___ Information given ___
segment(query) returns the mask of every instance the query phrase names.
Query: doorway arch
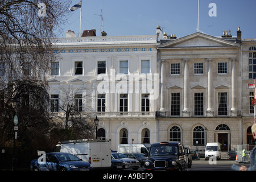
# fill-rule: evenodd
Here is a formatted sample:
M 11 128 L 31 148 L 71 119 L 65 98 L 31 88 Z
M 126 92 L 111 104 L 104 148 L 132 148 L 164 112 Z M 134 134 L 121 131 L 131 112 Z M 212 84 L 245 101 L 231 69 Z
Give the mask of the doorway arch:
M 215 129 L 215 141 L 221 144 L 222 151 L 229 151 L 230 146 L 230 129 L 225 124 L 220 124 Z

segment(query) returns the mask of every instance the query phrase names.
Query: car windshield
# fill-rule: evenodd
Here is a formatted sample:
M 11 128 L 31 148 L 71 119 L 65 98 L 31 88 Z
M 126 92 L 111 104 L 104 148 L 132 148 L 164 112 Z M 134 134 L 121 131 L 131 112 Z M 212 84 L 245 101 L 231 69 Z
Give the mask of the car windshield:
M 218 147 L 217 147 L 217 146 L 207 146 L 207 150 L 208 150 L 210 151 L 217 151 L 218 150 Z
M 112 154 L 112 156 L 114 158 L 114 159 L 127 158 L 127 156 L 124 155 L 123 154 L 120 153 Z
M 144 158 L 145 156 L 142 154 L 133 154 L 136 158 Z
M 71 154 L 59 154 L 56 155 L 62 162 L 81 160 L 80 159 Z
M 177 155 L 177 150 L 176 146 L 154 146 L 151 147 L 150 156 Z

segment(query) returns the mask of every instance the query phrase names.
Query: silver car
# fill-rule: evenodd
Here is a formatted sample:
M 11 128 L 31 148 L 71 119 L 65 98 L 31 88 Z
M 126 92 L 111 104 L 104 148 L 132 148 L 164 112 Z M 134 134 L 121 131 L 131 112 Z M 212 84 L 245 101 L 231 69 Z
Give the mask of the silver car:
M 137 170 L 141 166 L 139 161 L 137 159 L 127 158 L 121 153 L 112 153 L 112 158 L 122 161 L 125 163 L 125 168 L 133 168 L 134 170 Z

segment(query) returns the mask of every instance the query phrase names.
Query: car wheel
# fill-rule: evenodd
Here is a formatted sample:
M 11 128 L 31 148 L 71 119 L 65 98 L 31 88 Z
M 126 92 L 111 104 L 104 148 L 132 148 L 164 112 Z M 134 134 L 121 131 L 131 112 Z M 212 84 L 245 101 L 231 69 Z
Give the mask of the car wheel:
M 39 169 L 38 169 L 36 167 L 35 167 L 33 168 L 33 171 L 39 171 Z

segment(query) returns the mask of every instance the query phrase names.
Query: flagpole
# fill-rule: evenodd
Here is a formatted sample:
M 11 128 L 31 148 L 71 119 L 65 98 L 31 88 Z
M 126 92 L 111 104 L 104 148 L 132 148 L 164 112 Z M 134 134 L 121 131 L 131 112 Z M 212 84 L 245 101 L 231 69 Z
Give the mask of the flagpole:
M 197 10 L 197 32 L 199 31 L 199 0 L 198 0 L 198 10 Z
M 81 0 L 81 7 L 80 7 L 80 28 L 79 28 L 79 36 L 81 37 L 81 18 L 82 18 L 82 0 Z

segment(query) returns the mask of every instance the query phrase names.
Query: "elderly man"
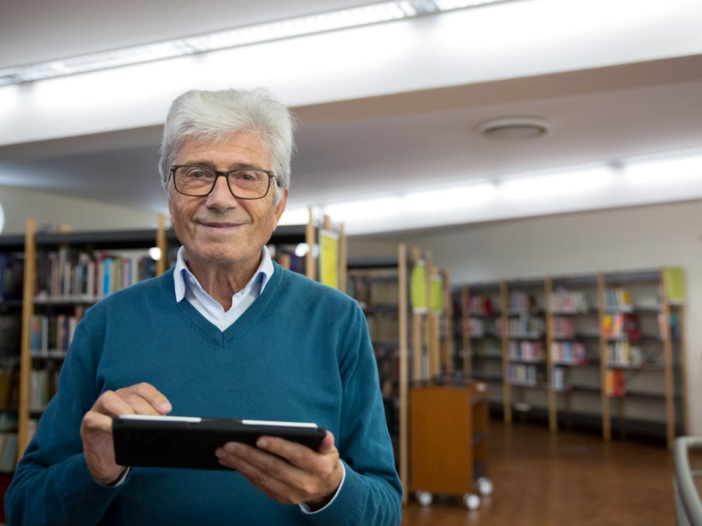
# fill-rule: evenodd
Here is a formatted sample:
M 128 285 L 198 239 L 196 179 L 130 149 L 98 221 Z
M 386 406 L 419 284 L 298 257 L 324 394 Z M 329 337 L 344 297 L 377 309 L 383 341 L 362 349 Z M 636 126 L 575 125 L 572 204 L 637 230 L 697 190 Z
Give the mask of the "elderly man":
M 174 269 L 91 308 L 6 495 L 12 524 L 396 525 L 394 468 L 363 313 L 282 269 L 265 244 L 290 183 L 293 120 L 265 91 L 171 106 L 161 180 Z M 115 463 L 124 414 L 315 422 L 212 452 L 232 470 Z

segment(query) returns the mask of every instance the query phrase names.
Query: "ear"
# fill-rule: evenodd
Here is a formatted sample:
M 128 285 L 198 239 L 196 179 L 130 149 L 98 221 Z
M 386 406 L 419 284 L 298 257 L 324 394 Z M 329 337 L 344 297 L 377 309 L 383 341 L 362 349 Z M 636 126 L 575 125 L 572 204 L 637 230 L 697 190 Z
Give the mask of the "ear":
M 283 195 L 280 196 L 280 200 L 278 201 L 278 204 L 275 206 L 275 226 L 278 226 L 278 221 L 280 221 L 280 217 L 283 215 L 283 212 L 285 212 L 285 205 L 288 203 L 288 190 L 283 190 Z

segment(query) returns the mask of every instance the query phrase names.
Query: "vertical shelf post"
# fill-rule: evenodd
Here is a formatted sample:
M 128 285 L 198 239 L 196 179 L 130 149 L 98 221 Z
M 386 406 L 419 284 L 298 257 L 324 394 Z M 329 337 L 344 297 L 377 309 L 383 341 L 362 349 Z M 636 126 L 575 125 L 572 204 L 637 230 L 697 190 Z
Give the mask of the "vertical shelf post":
M 444 371 L 453 373 L 453 298 L 451 295 L 451 273 L 446 270 L 444 278 L 444 319 L 446 320 L 446 338 L 444 339 Z
M 347 260 L 348 245 L 346 244 L 346 231 L 344 230 L 344 223 L 341 223 L 339 225 L 339 290 L 341 292 L 346 292 L 348 284 Z
M 19 415 L 17 434 L 17 462 L 27 448 L 29 426 L 29 378 L 32 357 L 29 349 L 30 320 L 34 315 L 34 282 L 36 273 L 36 221 L 27 219 L 24 237 L 24 286 L 22 289 L 22 344 L 20 349 Z
M 307 221 L 307 233 L 305 235 L 305 243 L 307 243 L 309 249 L 307 250 L 307 256 L 305 257 L 305 275 L 311 280 L 316 280 L 317 272 L 314 260 L 314 245 L 316 243 L 314 229 L 314 214 L 312 213 L 311 206 L 309 206 L 307 209 L 309 211 L 309 220 Z
M 685 305 L 680 305 L 680 378 L 682 378 L 682 419 L 683 434 L 689 435 L 689 418 L 687 413 L 687 347 L 685 346 Z
M 605 279 L 604 274 L 597 274 L 597 299 L 599 306 L 600 333 L 600 385 L 602 387 L 602 438 L 612 439 L 612 426 L 609 414 L 609 394 L 607 393 L 607 337 L 604 333 L 604 317 L 606 313 Z
M 664 273 L 661 271 L 663 282 L 663 294 L 661 304 L 661 316 L 663 316 L 663 363 L 665 365 L 665 430 L 666 443 L 669 450 L 673 450 L 675 444 L 675 393 L 673 385 L 673 344 L 670 338 L 670 303 L 668 301 L 668 290 L 665 286 Z
M 548 385 L 548 427 L 551 431 L 558 431 L 558 400 L 556 391 L 553 390 L 553 311 L 551 310 L 551 295 L 553 294 L 553 281 L 546 277 L 544 282 L 546 294 L 546 384 Z
M 461 356 L 463 357 L 463 373 L 468 377 L 470 377 L 473 368 L 473 350 L 471 349 L 472 342 L 470 339 L 470 310 L 468 308 L 469 299 L 470 289 L 468 285 L 461 286 L 461 336 L 463 341 Z
M 509 379 L 509 296 L 507 282 L 500 281 L 500 324 L 502 336 L 502 396 L 505 424 L 512 423 L 512 384 Z
M 412 247 L 412 268 L 421 259 L 421 252 Z M 426 262 L 425 262 L 426 265 Z M 426 268 L 426 266 L 425 266 Z M 412 381 L 422 379 L 422 315 L 412 309 Z
M 400 328 L 400 482 L 405 488 L 402 496 L 404 505 L 408 502 L 408 450 L 409 450 L 409 357 L 407 356 L 407 324 L 409 302 L 407 300 L 407 246 L 400 243 L 397 249 L 398 262 L 398 303 L 399 303 L 399 328 Z

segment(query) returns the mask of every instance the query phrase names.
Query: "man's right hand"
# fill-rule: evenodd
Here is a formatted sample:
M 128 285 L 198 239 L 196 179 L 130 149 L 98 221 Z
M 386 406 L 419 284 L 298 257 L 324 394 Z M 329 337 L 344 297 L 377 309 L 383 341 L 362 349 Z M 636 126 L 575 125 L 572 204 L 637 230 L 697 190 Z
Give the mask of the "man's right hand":
M 105 391 L 85 413 L 80 426 L 88 470 L 101 484 L 111 484 L 127 469 L 115 463 L 112 419 L 120 415 L 165 415 L 171 404 L 153 385 L 140 383 Z

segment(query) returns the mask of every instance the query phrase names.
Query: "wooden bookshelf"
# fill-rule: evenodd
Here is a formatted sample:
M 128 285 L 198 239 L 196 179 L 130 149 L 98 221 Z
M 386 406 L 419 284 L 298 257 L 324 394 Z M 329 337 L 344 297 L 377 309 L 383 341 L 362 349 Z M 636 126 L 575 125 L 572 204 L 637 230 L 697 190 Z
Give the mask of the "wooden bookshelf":
M 489 392 L 491 407 L 500 403 L 507 423 L 518 410 L 523 417 L 546 421 L 553 431 L 595 426 L 605 440 L 643 435 L 672 447 L 675 437 L 688 429 L 684 297 L 671 300 L 666 283 L 675 272 L 599 272 L 461 285 L 454 297 L 462 306 L 463 327 L 471 317 L 489 319 L 463 307 L 481 291 L 499 289 L 505 306 L 499 314 L 505 330 L 491 344 L 493 349 L 501 344 L 502 375 L 481 365 L 498 359 L 494 350 L 481 351 L 491 336 L 476 338 L 465 331 L 463 370 L 472 378 L 502 384 L 502 400 Z M 684 283 L 681 273 L 675 275 L 678 283 L 672 286 L 679 294 Z M 528 313 L 515 312 L 513 293 L 520 290 L 534 296 Z M 543 319 L 543 334 L 521 331 L 513 321 L 520 314 Z M 543 341 L 545 354 L 531 356 L 533 360 L 515 355 L 515 341 L 526 342 L 525 348 Z M 540 381 L 510 380 L 510 366 L 518 364 L 543 367 Z
M 421 323 L 410 313 L 410 279 L 420 259 L 419 249 L 407 250 L 401 243 L 397 256 L 350 259 L 348 294 L 355 298 L 368 321 L 371 343 L 378 361 L 381 392 L 388 430 L 393 439 L 400 480 L 407 487 L 409 476 L 409 385 L 419 371 L 413 362 L 410 373 L 410 346 L 414 356 L 421 348 Z M 403 497 L 407 503 L 407 495 Z
M 417 297 L 413 297 L 413 277 L 424 286 L 425 306 L 418 307 Z M 410 392 L 453 371 L 452 320 L 447 320 L 447 313 L 452 312 L 449 280 L 447 273 L 432 265 L 430 253 L 417 247 L 408 250 L 404 244 L 398 246 L 397 257 L 348 262 L 347 290 L 368 320 L 404 488 L 409 487 L 413 440 L 409 428 Z M 394 352 L 388 354 L 388 349 Z M 407 497 L 405 492 L 405 504 Z

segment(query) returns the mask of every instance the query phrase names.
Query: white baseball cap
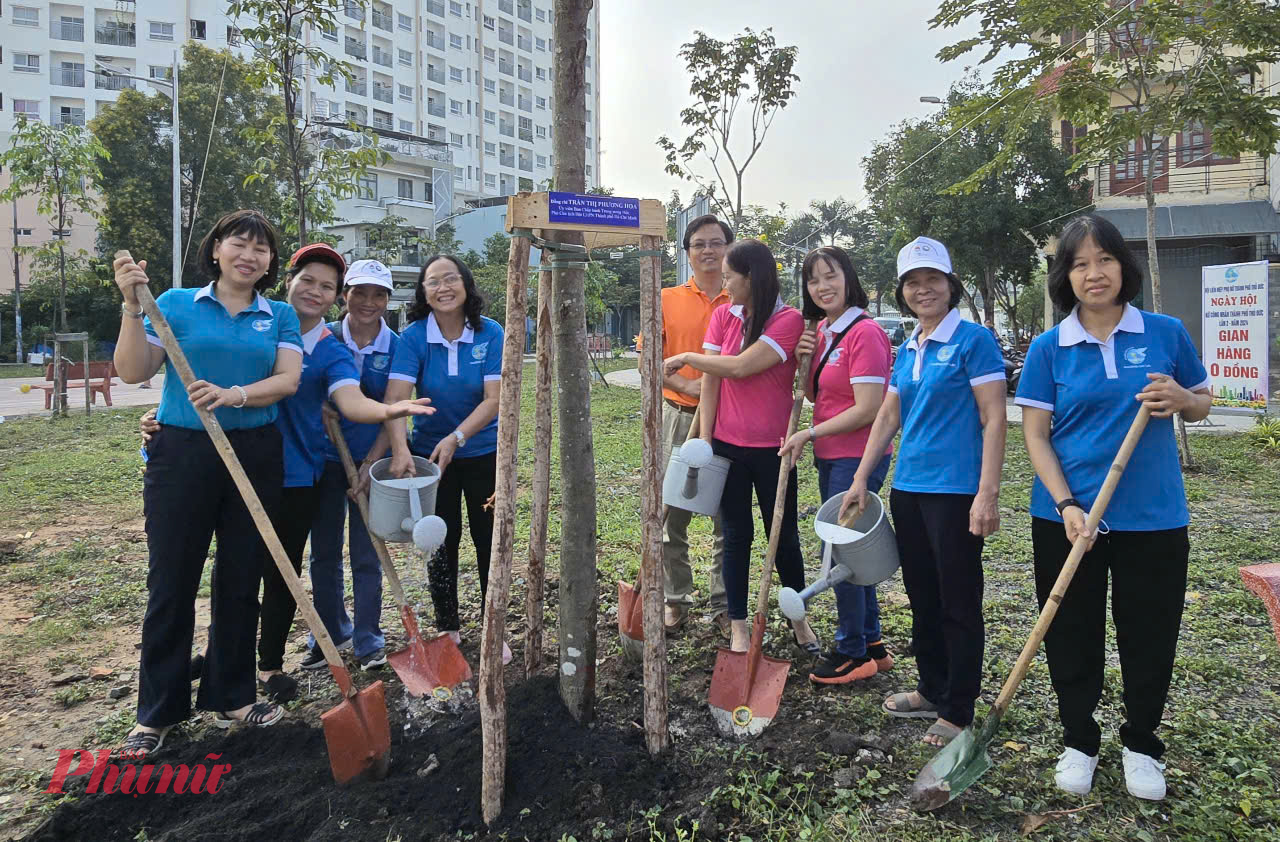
___
Your task. Copy out everything from the start of the records down to the line containing "M 137 170 L", and leave the pictures out.

Task response.
segment(query) returns the mask of every instance the query phrase names.
Query: doorway arch
# fill-rule: evenodd
Here is a formatted sample:
M 11 128 L 31 148 L 71 119 L 65 98 L 31 88 Z
M 126 92 L 111 104 L 104 148 L 132 148 L 164 112 Z M 134 134 L 121 131 L 131 112 Z M 212 84 L 245 101 L 231 69 Z
Give the mask of the doorway arch:
M 215 129 L 215 141 L 221 144 L 222 151 L 229 151 L 230 146 L 230 129 L 225 124 L 220 124 Z

segment(query) returns the mask of every instance the query phrase names.
Query: car windshield
# fill-rule: evenodd
Here is a formatted sample:
M 11 128 L 31 148 L 71 119 L 65 98 L 31 88 Z
M 126 92 L 111 104 L 104 148 L 132 148 L 164 112 Z M 134 134 L 121 131 L 131 112 Z M 212 84 L 245 101 L 231 69 Z
Give the mask of the car windshield:
M 218 147 L 217 147 L 217 146 L 207 146 L 207 150 L 208 150 L 210 151 L 217 151 L 218 150 Z
M 112 154 L 112 156 L 114 158 L 114 159 L 127 158 L 127 156 L 124 155 L 123 154 L 120 153 Z
M 144 158 L 145 156 L 142 154 L 133 154 L 136 158 Z
M 71 154 L 59 154 L 56 155 L 62 162 L 81 160 L 80 159 Z
M 177 155 L 177 150 L 176 146 L 154 146 L 151 147 L 150 156 Z

segment(query) returns the mask of every instance the query phrase names.
Query: silver car
# fill-rule: evenodd
Here is a formatted sample:
M 11 128 L 31 148 L 71 119 L 65 98 L 31 88 Z
M 126 92 L 111 104 L 104 148 L 132 148 L 164 112 Z M 134 134 L 121 131 L 131 112 Z M 212 84 L 245 101 L 231 69 Z
Give the mask of the silver car:
M 137 170 L 141 166 L 139 161 L 137 159 L 127 158 L 121 153 L 112 153 L 112 158 L 122 161 L 125 163 L 125 168 L 133 168 L 134 170 Z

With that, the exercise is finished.